## PROMPT
Transcribe all the entries word for word, skipping the pictures.

## Segmentation annotation records
——

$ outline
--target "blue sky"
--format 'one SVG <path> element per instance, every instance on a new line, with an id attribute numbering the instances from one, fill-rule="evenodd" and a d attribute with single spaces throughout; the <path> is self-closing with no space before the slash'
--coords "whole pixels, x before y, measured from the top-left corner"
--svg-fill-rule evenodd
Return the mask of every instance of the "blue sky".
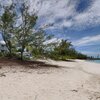
<path id="1" fill-rule="evenodd" d="M 3 1 L 11 2 L 11 0 Z M 31 4 L 30 11 L 35 9 L 38 13 L 38 27 L 53 24 L 45 29 L 48 34 L 54 34 L 55 38 L 69 39 L 76 50 L 84 54 L 95 56 L 100 54 L 100 0 L 28 0 L 28 2 Z"/>

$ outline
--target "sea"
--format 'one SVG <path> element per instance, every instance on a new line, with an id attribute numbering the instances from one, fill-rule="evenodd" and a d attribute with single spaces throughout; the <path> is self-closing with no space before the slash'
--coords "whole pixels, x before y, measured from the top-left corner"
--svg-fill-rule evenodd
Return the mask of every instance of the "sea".
<path id="1" fill-rule="evenodd" d="M 89 62 L 94 62 L 94 63 L 99 63 L 100 64 L 100 60 L 89 60 Z"/>

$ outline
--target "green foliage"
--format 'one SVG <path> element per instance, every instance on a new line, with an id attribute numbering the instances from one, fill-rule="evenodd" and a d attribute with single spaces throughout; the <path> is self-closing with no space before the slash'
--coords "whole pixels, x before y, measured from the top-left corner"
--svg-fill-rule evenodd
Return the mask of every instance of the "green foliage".
<path id="1" fill-rule="evenodd" d="M 16 4 L 4 6 L 4 13 L 0 16 L 0 31 L 9 51 L 0 53 L 0 56 L 29 60 L 30 58 L 24 55 L 26 50 L 33 58 L 87 59 L 87 56 L 78 53 L 68 40 L 62 39 L 58 43 L 48 42 L 53 36 L 47 35 L 42 28 L 35 30 L 38 16 L 29 12 L 29 5 L 23 2 L 18 9 L 16 6 Z"/>

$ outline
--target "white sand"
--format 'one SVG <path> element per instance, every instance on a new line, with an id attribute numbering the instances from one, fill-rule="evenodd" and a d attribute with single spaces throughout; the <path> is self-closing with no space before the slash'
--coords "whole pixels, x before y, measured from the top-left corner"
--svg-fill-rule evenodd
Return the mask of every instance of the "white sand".
<path id="1" fill-rule="evenodd" d="M 62 67 L 0 69 L 0 100 L 100 100 L 100 64 L 46 63 Z"/>

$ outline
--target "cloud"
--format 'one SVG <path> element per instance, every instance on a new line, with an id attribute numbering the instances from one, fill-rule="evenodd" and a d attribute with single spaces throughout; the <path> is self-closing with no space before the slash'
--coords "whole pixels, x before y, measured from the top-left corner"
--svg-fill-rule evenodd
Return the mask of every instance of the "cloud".
<path id="1" fill-rule="evenodd" d="M 86 36 L 73 42 L 74 46 L 87 46 L 100 43 L 100 35 Z"/>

——

## FINAL RESULT
$ outline
--target "blue sky"
--format 'one SVG <path> element per instance, every instance on a new line, with an id attribute numbering the instances from one, fill-rule="evenodd" and a d attribute with single spaces throughout; the <path> is self-closing with no space before the slash'
--coords "whole pixels, x before y, measured from the top-left corner"
--svg-fill-rule evenodd
Return the mask of every instance of the "blue sky".
<path id="1" fill-rule="evenodd" d="M 3 1 L 11 2 L 11 0 Z M 31 4 L 30 11 L 35 9 L 38 13 L 38 27 L 53 24 L 45 29 L 48 34 L 54 34 L 55 38 L 69 39 L 76 50 L 84 54 L 95 56 L 100 54 L 100 0 L 28 0 L 28 2 Z"/>

$ outline
--target "sea"
--format 'one SVG <path> element per instance, every instance on a new line, with an id attribute numbering the instances from one, fill-rule="evenodd" and a d attribute with single spaces throughout; the <path> is self-closing with no space before the slash'
--coords "whole pixels, x before y, measured from the top-left corner"
--svg-fill-rule evenodd
Return the mask of every instance of the "sea".
<path id="1" fill-rule="evenodd" d="M 89 62 L 94 62 L 94 63 L 99 63 L 100 64 L 100 60 L 89 60 Z"/>

$ outline
--target "green foliage"
--format 'one SVG <path> element per instance, every instance on a new line, with an id attribute numbering the instances from one, fill-rule="evenodd" and a d attribute with single spaces throughout; the <path> is self-closing with no space before the slash'
--coords "whole pixels, x before y, measured from the top-left corner"
--svg-fill-rule evenodd
Return the mask of every instance of the "green foliage".
<path id="1" fill-rule="evenodd" d="M 16 4 L 4 6 L 4 13 L 0 16 L 0 31 L 9 51 L 0 53 L 0 56 L 29 60 L 30 58 L 24 55 L 26 50 L 33 58 L 87 59 L 87 56 L 78 53 L 68 40 L 62 39 L 58 43 L 48 42 L 53 36 L 47 35 L 42 28 L 35 30 L 38 16 L 29 12 L 29 5 L 23 2 L 18 9 L 16 6 Z"/>

$ outline
--target "white sand"
--format 'one SVG <path> element per instance, every instance on a new line, with an id attribute numbering the instances from one, fill-rule="evenodd" and a d attribute with single spaces throughout; the <path> is self-closing with no space before the slash'
--coords "whole pixels, x before y, measured from the top-left corner"
--svg-fill-rule evenodd
Return the mask of every instance of the "white sand".
<path id="1" fill-rule="evenodd" d="M 62 67 L 0 69 L 0 100 L 100 100 L 100 64 L 46 63 Z"/>

$ outline
--target "cloud"
--format 'one SVG <path> element per instance, every instance on a new line, with an id attribute numbering the instances from one, fill-rule="evenodd" and a d attribute with single spaces throughout; the <path> is self-closing with no space before the slash'
--coords "whole pixels, x before y, measured from the top-left corner"
--svg-fill-rule evenodd
Return the mask of every instance of the "cloud".
<path id="1" fill-rule="evenodd" d="M 86 36 L 73 42 L 74 46 L 87 46 L 100 43 L 100 35 Z"/>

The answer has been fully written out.